Brief:
Somewhere below is a line with "negative clicks: (291, 256) (3, 187)" and, later, a line with "rough mask: <svg"; repeat those two lines and all the lines between them, exactly as they are.

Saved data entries

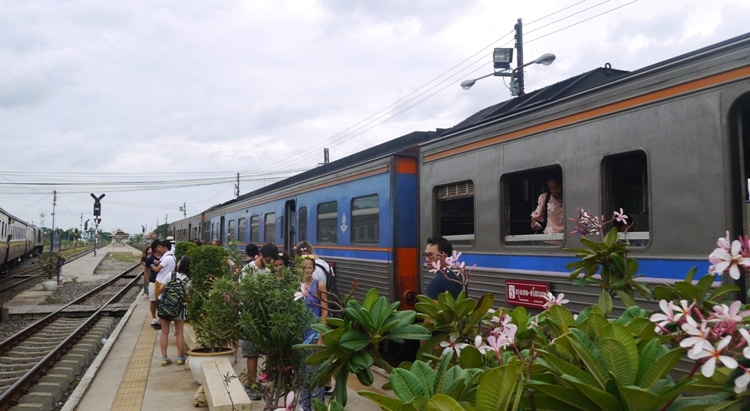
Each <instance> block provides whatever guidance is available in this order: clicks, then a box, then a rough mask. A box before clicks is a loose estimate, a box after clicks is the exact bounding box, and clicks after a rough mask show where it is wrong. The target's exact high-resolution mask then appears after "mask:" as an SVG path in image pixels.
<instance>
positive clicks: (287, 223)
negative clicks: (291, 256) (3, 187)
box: [281, 200, 297, 253]
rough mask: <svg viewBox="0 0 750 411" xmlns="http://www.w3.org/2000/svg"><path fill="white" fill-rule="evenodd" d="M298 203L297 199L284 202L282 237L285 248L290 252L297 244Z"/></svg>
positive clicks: (288, 252) (281, 231)
mask: <svg viewBox="0 0 750 411" xmlns="http://www.w3.org/2000/svg"><path fill="white" fill-rule="evenodd" d="M296 224H297V203H296V201H295V200H289V201H287V202H286V204H284V216H283V218H282V224H281V239H282V240H283V241H284V249H285V250H287V252H288V253H291V250H292V249H293V248H294V246H295V245H296V244H297V238H296V234H297V227H296Z"/></svg>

Your response:
negative clicks: (291, 256) (3, 187)
box: [281, 200, 297, 253]
rough mask: <svg viewBox="0 0 750 411" xmlns="http://www.w3.org/2000/svg"><path fill="white" fill-rule="evenodd" d="M298 203L297 199L284 202L282 237L285 248L290 252L297 244Z"/></svg>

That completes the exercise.